DATA FOR THIS EXERCISE:
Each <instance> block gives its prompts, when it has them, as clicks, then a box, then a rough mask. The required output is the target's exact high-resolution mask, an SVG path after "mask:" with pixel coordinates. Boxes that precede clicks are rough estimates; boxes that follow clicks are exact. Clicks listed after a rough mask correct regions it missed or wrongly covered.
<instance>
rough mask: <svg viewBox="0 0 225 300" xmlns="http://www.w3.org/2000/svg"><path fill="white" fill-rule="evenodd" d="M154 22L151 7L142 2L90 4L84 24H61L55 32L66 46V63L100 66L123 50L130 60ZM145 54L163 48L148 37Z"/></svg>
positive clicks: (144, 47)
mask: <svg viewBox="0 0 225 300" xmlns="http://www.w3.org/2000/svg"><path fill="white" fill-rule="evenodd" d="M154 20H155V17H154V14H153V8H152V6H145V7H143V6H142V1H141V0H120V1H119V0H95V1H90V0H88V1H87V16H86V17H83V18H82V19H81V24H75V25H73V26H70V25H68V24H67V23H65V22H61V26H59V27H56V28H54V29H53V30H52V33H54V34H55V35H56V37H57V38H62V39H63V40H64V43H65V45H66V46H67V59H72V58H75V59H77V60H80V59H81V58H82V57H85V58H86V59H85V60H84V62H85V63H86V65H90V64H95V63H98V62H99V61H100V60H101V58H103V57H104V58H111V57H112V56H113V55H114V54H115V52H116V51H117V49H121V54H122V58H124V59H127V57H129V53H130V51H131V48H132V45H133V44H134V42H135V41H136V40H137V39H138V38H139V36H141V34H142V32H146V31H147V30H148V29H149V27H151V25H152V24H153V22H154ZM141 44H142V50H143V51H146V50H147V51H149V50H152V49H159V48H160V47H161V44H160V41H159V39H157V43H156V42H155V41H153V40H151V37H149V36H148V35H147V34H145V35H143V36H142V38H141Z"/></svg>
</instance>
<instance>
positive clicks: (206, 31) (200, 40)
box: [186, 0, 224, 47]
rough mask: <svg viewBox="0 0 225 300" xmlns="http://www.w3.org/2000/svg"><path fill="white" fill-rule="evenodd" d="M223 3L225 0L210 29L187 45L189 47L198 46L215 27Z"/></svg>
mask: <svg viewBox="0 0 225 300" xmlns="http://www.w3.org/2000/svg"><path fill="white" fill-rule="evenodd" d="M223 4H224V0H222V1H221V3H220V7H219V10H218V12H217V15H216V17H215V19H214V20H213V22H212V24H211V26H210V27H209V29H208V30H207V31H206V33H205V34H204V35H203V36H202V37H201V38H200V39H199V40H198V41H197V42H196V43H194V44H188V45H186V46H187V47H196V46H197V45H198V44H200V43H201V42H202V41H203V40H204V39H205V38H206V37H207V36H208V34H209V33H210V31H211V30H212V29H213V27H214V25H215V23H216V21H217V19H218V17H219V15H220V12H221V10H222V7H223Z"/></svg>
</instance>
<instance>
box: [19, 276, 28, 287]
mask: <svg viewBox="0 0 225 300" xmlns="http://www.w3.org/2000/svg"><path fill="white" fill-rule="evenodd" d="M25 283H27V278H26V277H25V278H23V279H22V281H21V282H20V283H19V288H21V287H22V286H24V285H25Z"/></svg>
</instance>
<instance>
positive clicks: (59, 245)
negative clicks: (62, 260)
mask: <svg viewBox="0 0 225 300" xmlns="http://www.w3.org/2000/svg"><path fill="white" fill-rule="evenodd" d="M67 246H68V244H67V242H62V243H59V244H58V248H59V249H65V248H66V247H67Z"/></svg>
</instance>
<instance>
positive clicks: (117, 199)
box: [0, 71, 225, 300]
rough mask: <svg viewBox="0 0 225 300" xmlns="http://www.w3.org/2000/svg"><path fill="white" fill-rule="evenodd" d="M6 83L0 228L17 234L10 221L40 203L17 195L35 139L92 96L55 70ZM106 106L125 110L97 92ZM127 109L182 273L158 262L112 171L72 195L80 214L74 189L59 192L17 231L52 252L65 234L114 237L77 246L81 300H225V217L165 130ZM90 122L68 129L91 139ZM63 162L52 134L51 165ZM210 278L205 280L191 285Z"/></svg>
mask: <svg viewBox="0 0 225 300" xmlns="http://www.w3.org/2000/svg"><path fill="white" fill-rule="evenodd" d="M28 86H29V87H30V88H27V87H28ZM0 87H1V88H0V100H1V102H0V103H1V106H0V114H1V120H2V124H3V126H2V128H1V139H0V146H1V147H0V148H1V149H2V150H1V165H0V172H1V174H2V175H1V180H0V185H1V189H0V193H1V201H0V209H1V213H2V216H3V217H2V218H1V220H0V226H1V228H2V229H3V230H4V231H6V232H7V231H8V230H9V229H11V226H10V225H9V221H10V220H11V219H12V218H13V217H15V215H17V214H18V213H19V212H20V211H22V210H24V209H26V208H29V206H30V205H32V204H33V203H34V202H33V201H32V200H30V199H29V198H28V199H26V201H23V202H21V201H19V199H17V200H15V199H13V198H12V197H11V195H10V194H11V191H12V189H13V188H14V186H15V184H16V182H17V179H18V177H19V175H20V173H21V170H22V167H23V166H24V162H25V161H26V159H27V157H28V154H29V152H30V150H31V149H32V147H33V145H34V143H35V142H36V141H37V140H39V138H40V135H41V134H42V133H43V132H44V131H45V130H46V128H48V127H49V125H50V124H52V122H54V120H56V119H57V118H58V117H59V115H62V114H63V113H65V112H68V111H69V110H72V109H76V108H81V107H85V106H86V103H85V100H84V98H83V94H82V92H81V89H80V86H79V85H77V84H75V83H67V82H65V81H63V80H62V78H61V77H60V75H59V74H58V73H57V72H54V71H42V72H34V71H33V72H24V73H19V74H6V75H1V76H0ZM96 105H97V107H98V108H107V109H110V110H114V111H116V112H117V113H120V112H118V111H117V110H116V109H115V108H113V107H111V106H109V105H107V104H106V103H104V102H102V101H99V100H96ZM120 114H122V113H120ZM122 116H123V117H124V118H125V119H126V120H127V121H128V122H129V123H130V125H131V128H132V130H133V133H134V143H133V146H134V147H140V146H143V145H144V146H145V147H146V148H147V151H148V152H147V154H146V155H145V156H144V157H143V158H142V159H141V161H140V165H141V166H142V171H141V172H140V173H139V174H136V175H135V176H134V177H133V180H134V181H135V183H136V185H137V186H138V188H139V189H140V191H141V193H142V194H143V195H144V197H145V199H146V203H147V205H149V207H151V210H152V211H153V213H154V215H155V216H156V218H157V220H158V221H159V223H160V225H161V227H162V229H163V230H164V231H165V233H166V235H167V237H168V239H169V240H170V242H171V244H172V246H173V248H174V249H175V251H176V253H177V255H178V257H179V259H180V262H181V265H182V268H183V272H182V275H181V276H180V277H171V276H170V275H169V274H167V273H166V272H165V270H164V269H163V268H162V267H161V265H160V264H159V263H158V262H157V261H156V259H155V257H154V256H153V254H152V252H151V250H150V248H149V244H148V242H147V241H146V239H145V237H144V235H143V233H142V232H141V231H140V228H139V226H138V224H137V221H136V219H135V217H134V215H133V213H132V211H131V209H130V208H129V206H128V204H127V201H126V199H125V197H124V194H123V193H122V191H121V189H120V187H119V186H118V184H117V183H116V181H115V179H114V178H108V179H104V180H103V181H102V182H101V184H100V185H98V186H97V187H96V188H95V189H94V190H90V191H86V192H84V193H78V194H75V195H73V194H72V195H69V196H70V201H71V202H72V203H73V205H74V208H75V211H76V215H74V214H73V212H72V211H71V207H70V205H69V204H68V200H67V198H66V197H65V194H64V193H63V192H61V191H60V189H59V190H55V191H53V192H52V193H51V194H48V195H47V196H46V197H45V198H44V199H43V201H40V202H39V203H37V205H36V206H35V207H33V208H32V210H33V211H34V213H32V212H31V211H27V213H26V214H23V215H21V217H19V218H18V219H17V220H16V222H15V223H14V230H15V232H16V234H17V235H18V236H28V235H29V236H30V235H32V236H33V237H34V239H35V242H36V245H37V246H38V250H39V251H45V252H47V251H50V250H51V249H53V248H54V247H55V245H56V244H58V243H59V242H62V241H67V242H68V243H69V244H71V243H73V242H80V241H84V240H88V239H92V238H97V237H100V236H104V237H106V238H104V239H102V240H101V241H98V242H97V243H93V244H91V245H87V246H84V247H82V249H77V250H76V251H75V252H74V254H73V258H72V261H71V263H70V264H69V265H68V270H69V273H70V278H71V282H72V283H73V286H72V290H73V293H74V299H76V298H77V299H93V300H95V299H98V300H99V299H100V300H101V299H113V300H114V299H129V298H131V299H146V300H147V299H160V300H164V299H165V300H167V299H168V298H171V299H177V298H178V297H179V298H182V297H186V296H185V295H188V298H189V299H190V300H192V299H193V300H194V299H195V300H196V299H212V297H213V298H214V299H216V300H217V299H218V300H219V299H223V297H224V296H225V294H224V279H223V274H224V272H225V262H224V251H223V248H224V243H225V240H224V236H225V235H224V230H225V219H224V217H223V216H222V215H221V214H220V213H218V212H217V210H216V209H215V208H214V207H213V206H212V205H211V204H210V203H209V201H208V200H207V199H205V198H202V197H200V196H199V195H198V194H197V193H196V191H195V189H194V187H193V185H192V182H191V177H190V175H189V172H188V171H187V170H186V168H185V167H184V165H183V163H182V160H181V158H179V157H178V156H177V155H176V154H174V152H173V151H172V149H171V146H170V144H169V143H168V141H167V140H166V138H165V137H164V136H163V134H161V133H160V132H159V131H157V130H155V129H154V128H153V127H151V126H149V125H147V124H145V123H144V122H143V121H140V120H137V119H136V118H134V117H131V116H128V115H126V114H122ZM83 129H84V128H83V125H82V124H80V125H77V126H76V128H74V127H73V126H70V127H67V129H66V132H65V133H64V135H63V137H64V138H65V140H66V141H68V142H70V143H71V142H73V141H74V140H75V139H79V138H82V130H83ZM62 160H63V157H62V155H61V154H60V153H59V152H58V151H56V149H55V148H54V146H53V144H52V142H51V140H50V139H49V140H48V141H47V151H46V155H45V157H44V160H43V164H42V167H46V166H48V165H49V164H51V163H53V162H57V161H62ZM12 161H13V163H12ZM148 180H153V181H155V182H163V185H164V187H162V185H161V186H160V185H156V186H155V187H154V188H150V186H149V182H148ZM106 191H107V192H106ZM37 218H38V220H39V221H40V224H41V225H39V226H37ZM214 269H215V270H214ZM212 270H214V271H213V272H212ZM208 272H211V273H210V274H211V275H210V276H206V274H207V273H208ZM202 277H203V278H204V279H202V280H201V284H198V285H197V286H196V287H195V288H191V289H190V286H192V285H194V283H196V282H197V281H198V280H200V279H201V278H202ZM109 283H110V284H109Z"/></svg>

ACTIVITY: Can you repeat the lines from the start through the line containing "box: [186, 0, 224, 47]", with "rough mask" switched to "coarse mask" and everything else left unchanged?

ANSWER SECTION:
Each <instance> block gives its prompts, when it has them, as clicks, then a box, then a coarse mask. The required output is the target's exact high-resolution mask, an SVG path after "mask:" with pixel coordinates. Boxes that precede clicks are rough estimates; boxes that follow clicks are exact. Clicks listed after a coarse mask correct regions it missed or wrongly covered.
<instance>
coarse mask: <svg viewBox="0 0 225 300" xmlns="http://www.w3.org/2000/svg"><path fill="white" fill-rule="evenodd" d="M154 22L151 7L142 2L90 4L84 24H61L55 32L66 46V63L100 66L123 50L130 60ZM145 54L163 48L148 37Z"/></svg>
positive clicks: (144, 47)
mask: <svg viewBox="0 0 225 300" xmlns="http://www.w3.org/2000/svg"><path fill="white" fill-rule="evenodd" d="M154 20H155V17H154V14H153V8H152V6H145V7H143V6H142V1H141V0H120V1H119V0H95V1H90V0H88V1H87V16H86V17H83V18H82V19H81V24H75V25H73V26H70V25H68V24H67V23H65V22H61V26H59V27H56V28H54V29H53V30H52V33H54V34H55V35H56V37H57V38H62V39H63V40H64V43H65V45H66V46H67V59H72V58H75V59H77V60H80V59H81V58H82V57H85V58H86V59H85V60H84V62H85V63H86V65H90V64H95V63H98V62H99V61H100V60H101V58H103V57H104V58H111V57H112V56H113V55H114V54H115V52H116V51H117V49H121V54H122V58H124V59H127V57H129V53H130V51H131V48H132V45H133V44H134V42H135V41H136V40H137V39H138V38H139V36H141V34H142V32H146V31H147V30H148V29H149V27H151V25H152V24H153V22H154ZM141 44H142V50H143V51H146V50H147V51H149V50H152V49H159V48H160V47H161V44H160V41H159V39H157V43H156V42H155V41H153V40H151V37H149V36H148V35H147V34H145V35H143V36H142V38H141Z"/></svg>
</instance>
<instance>
positive clicks: (206, 31) (200, 40)
box: [186, 0, 224, 47]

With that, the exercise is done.